Records for the exercise –
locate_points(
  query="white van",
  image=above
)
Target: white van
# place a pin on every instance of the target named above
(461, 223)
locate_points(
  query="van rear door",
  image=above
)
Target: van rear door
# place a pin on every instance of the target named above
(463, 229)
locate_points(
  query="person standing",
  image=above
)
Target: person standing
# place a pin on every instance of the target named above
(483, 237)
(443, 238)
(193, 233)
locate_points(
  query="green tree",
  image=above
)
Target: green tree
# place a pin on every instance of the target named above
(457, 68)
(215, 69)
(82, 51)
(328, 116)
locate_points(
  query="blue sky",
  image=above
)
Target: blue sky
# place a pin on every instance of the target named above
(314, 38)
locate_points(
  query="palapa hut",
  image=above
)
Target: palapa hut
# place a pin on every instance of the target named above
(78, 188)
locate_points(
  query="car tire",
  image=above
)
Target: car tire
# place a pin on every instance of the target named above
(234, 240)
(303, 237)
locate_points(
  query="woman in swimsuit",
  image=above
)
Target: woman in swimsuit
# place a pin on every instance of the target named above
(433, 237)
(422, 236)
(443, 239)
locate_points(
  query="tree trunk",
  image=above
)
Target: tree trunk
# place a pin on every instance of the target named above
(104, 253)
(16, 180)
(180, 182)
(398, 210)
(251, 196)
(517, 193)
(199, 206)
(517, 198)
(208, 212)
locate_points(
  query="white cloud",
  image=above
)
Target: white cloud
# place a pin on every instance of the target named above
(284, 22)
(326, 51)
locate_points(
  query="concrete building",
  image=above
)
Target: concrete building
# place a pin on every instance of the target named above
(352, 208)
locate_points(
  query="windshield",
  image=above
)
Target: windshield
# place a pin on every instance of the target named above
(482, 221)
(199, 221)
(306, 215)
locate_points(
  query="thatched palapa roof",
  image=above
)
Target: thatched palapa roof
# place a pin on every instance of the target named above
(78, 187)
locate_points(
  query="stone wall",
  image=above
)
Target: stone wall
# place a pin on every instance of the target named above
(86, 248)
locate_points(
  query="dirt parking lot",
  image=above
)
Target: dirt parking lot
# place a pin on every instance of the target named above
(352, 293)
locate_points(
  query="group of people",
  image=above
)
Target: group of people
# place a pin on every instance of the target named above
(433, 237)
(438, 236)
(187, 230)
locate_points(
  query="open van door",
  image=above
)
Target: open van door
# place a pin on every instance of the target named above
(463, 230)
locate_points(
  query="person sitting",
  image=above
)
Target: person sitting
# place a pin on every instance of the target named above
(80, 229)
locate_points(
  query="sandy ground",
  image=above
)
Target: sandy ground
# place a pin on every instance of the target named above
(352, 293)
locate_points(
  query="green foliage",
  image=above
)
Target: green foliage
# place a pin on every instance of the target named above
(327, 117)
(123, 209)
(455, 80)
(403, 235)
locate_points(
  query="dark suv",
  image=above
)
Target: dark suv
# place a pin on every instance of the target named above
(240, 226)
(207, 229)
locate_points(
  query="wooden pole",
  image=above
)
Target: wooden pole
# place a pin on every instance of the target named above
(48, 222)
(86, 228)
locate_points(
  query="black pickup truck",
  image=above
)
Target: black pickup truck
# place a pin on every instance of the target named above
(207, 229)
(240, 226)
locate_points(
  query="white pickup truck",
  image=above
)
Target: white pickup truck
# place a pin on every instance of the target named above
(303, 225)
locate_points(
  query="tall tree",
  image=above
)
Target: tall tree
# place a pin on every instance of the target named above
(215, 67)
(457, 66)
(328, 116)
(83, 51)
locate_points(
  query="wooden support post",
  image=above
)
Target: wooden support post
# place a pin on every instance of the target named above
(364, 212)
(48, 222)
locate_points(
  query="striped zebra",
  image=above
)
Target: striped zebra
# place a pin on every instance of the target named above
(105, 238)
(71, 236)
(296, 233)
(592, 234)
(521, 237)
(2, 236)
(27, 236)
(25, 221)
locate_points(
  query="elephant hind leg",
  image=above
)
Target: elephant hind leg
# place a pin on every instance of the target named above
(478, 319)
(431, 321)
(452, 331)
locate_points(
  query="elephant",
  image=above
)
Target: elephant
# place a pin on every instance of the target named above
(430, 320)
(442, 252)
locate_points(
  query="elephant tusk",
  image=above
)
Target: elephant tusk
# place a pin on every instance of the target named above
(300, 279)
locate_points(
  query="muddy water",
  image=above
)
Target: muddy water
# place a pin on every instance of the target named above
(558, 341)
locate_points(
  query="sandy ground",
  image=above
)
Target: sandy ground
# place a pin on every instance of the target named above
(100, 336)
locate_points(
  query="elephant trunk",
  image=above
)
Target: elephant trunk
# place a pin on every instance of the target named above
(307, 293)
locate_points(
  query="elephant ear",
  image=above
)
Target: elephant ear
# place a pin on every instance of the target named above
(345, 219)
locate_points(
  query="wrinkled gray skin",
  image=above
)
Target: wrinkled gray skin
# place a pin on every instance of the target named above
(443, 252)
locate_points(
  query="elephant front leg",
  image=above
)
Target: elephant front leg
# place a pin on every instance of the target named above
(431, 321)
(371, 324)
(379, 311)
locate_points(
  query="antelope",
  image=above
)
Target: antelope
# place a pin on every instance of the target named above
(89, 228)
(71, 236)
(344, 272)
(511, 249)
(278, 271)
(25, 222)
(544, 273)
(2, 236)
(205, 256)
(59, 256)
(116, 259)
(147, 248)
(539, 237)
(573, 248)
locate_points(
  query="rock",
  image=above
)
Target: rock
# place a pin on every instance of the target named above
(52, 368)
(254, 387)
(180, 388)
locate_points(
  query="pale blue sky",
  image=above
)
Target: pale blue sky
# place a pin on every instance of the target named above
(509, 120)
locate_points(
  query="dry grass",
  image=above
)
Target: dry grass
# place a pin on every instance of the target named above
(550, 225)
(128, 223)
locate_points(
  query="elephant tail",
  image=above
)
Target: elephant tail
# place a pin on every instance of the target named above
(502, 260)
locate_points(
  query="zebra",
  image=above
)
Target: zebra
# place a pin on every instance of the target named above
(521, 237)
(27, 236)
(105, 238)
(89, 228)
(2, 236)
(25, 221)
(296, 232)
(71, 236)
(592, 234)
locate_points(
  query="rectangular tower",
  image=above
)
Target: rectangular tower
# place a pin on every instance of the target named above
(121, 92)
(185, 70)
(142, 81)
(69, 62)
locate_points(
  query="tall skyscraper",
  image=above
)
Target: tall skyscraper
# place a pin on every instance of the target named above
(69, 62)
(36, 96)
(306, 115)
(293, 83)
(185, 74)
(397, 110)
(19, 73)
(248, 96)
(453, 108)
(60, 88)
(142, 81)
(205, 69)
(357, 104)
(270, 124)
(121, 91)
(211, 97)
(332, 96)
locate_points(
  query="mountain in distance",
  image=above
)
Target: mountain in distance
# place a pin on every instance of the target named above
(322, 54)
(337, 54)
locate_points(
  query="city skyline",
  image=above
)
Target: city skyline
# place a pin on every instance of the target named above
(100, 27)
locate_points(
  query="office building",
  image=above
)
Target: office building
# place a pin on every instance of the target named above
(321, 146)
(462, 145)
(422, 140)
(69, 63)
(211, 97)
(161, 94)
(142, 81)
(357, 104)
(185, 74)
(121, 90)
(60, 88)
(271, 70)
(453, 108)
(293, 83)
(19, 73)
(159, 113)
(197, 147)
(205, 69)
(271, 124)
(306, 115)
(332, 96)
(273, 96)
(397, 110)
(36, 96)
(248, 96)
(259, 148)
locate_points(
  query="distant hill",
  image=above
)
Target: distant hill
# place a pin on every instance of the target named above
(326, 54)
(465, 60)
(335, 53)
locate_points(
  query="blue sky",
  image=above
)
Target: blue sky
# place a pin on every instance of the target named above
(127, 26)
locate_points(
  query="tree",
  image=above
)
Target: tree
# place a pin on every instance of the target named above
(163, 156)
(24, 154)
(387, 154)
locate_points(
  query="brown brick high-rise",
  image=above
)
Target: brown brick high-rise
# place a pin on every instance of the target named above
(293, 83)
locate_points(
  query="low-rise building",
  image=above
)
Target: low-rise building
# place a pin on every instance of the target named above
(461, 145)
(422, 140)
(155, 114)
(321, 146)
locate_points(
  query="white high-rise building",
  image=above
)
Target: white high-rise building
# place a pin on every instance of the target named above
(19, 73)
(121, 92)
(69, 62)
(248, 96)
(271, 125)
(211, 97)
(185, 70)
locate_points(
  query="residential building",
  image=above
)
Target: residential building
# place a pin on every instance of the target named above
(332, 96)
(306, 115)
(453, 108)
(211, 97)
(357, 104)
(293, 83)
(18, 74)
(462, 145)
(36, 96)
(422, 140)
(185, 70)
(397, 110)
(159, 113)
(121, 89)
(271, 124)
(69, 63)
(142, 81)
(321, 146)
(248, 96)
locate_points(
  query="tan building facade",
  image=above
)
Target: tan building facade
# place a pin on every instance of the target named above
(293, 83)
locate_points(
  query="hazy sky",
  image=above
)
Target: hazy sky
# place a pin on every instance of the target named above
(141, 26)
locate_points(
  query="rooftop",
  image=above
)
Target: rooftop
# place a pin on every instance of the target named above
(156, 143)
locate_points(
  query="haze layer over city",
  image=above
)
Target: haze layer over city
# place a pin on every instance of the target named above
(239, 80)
* * *
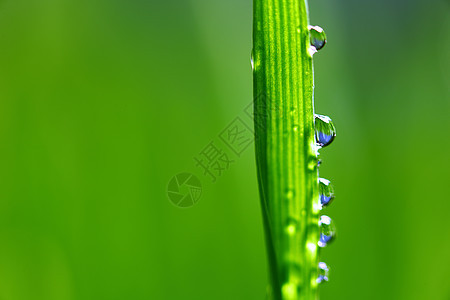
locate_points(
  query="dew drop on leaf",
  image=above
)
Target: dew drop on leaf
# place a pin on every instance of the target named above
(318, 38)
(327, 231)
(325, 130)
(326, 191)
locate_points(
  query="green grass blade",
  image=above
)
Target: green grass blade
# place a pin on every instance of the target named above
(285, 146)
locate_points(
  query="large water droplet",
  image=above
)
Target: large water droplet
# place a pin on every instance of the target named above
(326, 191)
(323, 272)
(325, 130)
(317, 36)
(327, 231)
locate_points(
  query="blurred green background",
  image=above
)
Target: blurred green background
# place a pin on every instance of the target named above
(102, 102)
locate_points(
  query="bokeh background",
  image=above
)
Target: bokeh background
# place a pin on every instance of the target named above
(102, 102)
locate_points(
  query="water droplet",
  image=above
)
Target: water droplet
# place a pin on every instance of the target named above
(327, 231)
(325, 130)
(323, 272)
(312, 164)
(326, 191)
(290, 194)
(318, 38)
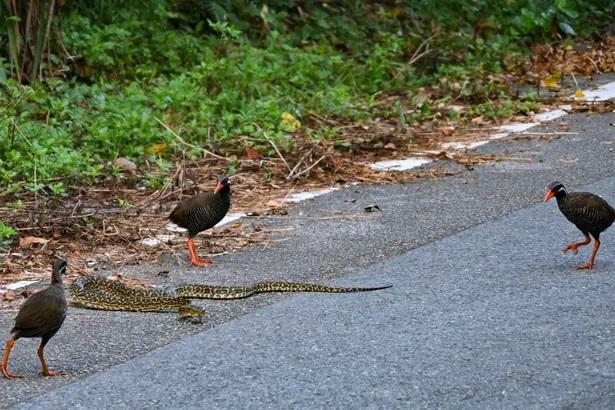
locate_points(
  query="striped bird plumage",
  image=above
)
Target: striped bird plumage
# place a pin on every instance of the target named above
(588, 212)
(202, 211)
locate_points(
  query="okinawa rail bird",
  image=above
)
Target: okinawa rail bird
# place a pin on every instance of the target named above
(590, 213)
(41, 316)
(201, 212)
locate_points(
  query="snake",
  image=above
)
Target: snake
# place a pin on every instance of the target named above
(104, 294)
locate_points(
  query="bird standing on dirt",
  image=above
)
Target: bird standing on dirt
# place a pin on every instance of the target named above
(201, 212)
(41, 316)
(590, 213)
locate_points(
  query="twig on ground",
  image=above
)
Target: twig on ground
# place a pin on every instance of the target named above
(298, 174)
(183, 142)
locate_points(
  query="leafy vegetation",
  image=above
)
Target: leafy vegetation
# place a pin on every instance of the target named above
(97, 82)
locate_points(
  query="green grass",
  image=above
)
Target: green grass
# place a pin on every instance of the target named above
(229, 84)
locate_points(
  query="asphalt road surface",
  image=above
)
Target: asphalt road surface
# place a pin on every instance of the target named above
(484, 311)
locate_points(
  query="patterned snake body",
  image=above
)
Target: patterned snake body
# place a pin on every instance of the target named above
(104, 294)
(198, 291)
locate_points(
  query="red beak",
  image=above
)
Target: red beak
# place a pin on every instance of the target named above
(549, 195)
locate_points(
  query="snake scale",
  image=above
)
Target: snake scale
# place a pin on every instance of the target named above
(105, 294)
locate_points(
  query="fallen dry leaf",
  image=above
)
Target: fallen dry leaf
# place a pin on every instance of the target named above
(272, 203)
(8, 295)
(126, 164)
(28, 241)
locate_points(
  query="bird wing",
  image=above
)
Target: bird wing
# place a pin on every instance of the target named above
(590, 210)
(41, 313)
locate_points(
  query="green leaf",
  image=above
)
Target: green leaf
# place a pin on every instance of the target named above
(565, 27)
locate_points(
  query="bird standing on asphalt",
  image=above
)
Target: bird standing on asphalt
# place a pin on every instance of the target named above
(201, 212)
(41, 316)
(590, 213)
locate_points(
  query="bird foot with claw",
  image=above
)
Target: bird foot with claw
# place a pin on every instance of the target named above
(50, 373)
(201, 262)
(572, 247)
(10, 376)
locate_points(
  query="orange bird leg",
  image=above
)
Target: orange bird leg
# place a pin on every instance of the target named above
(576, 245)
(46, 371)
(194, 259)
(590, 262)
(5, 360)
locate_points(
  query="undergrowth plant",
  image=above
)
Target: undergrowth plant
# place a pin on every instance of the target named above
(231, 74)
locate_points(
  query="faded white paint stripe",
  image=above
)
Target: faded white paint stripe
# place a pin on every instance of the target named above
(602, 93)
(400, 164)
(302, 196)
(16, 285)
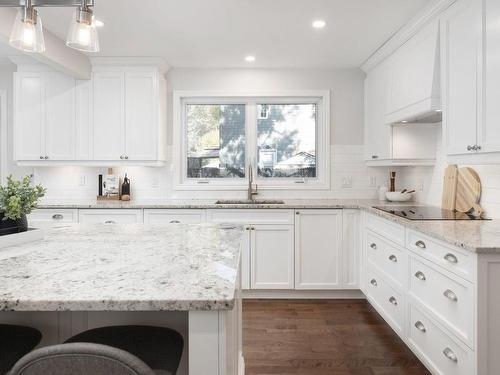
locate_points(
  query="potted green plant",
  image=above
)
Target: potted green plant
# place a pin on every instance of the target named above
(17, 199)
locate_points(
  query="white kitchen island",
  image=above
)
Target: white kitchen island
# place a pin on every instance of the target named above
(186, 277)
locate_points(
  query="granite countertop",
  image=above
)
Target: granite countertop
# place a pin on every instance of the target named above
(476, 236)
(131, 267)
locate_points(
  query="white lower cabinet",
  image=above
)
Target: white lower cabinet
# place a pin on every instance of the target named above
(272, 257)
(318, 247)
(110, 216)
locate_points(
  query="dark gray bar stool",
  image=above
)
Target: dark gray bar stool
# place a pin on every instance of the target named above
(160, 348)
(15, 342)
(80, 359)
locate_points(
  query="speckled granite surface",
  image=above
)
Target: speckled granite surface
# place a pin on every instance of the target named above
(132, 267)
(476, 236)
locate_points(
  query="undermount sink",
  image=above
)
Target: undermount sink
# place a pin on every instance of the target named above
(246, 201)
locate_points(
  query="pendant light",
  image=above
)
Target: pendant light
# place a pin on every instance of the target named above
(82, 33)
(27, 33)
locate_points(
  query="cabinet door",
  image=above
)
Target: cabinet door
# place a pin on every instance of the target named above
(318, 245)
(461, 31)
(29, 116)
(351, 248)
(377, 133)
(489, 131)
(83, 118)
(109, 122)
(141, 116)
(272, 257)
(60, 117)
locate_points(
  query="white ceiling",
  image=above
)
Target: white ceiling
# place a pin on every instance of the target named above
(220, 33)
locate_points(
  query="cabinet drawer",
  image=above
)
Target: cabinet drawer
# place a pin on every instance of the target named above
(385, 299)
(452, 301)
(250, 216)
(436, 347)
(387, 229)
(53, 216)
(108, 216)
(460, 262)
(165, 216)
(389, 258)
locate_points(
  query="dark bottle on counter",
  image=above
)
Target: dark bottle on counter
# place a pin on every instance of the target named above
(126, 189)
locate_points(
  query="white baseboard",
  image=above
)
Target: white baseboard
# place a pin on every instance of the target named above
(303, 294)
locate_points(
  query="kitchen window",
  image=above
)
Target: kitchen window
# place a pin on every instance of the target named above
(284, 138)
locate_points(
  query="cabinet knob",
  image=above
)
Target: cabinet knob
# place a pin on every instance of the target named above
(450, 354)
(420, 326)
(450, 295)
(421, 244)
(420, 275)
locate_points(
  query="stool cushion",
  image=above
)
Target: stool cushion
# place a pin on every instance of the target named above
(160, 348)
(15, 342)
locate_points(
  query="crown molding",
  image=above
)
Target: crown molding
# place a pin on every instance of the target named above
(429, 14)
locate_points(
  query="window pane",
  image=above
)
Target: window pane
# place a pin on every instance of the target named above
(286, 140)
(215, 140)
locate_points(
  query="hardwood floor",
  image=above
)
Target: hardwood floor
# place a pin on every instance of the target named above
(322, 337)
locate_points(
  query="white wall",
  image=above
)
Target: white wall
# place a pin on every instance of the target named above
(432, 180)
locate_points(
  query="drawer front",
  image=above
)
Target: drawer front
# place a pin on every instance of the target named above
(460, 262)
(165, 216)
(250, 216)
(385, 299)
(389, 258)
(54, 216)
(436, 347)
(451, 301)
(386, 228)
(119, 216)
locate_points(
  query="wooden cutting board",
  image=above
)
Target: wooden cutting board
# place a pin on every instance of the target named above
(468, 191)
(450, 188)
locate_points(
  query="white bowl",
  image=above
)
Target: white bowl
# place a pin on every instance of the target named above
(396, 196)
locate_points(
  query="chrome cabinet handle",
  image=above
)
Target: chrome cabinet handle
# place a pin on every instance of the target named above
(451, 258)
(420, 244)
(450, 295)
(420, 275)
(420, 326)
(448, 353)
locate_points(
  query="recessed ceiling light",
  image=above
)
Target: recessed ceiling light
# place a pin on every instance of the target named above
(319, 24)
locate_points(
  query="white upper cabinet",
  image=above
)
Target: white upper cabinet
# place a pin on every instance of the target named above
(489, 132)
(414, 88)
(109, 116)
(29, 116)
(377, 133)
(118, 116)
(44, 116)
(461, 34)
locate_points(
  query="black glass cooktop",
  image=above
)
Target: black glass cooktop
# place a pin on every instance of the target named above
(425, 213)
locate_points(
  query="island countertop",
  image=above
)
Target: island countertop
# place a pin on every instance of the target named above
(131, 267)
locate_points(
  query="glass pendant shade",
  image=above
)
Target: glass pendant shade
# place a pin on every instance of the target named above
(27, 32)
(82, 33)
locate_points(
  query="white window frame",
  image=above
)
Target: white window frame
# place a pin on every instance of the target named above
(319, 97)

Exercise instructions – Count the lines above that contain the string "office", treating uppercase and lowercase as different. Reply with the number only.

Worked answer – 2